3)      Kelebihan dan kekurangan pola asuh orang tua demokratis
(a)    Kelebihan pola asuh demokratis:
(1)   Sikap pribadi anak lebih dapat menyesuaikan diri.
(2)   Mau menghargai pekerjaan orang lain.
(3)   Menerima kritik dengan terbuka.
(4)   Aktif di dalam hidupnya.
(5)   Emosi lebih stabil.
(6)   Mempunyai rasa tanggung jawab.
(b)   Kekurangan pola asuh demokratis:
(1)   Pada saat berbicara, anak kadang lepas kontrol dan terkesan kurang sopan terhadap orang tuanya.

DAFTAR ENTRI:
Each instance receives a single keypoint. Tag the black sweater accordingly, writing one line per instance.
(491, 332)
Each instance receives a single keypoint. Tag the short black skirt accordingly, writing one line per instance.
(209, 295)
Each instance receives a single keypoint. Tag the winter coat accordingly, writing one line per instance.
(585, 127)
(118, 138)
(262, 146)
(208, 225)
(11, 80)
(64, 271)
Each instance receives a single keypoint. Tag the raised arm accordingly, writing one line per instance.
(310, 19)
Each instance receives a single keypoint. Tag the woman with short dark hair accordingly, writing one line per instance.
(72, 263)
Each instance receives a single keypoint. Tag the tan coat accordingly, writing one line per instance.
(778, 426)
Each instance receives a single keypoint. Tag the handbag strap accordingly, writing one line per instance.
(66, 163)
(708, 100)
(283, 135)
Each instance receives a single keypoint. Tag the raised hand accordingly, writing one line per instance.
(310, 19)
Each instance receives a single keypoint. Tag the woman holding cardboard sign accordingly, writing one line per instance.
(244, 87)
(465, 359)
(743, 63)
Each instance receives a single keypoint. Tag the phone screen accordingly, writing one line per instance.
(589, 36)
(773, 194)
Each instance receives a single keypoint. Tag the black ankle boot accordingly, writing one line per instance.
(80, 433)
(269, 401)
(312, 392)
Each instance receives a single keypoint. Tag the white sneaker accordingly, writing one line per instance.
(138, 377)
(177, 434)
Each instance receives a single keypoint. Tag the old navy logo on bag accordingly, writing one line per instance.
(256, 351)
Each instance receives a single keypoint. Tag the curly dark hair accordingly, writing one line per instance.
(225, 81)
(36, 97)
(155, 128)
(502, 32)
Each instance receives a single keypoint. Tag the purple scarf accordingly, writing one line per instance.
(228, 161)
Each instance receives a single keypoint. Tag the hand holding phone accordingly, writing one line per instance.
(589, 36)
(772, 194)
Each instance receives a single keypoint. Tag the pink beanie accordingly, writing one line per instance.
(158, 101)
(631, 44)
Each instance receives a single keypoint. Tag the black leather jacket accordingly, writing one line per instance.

KETENTUAN LATIHAN:
1. Jawab pertanyaan berikut berdasarkan teks tentang pola asuh demokratis.
(a) Bagaimana anak menerima kritik?
(b) Seperti apa emosi anak?
(c) Apa yang kadang terjadi saat anak berbicara dengan orang tuanya?
2. Tuliskan lanjutan teks tentang pola asuh demokratis, dimulai setelah kalimat terakhirnya.

KUNCI JAWABAN:
1.
(a) Anak menerima kritik dengan terbuka.
(b) Emosi anak lebih stabil.
(c) Anak kadang lepas kontrol dan terkesan kurang sopan terhadap orang tuanya.

2.
(2)   Kadang-kadang antara anak dan orang tua terjadi perbedaan sehingga lepas kontrol yang akan menimbulkan suatu percekcokan.[25]
Selanjutnya menurut Mercer sebagaimana dikutip oleh Mulyono Abdurrahman bahwa dalam pendidikan bagi anak berkesulitan belajar, ada berbagai aktivitas yang dapat dikerjakan oleh orang tua di rumah untuk membantu anak, membimbing anak, dan mengarahkan anak sebagai aktivitas yang terbingkai dalam pola asuh orang tua, yaitu :
a.       Melakukan observasi perilaku anak
Orang tua mempunyai lebih banyak waktu untuk bergaul dengan anak sehingga mereka dapat lebih leluasa untuk melakukan observasi perilaku anak bila dibandingkan dengan guru. Oleh karena itu, melatih orang tua untuk mengembangkan keterampilan melakukan observasi perilaku anak merupakan kegiatan yang sangat bermanfaat bagi upaya membantu anak berkesulitan belajar. Hasil observasi orang tua dapat dilaporkan pada guru sebagai bahan pertimbangan dalam menentukan strategi pemecahan masalah kesulitan belajar anak.
Adapun perilaku anak yang perlu diobservasi oleh orang tua antara lain adalah yang berkaitan dengan kemampuan anak bermain bersama kakak dan adiknya, jenis permainan yang disukai, kebiasaan makan, kebiasaan tidur, dan benda atau peristiwa yang ditakuti anak.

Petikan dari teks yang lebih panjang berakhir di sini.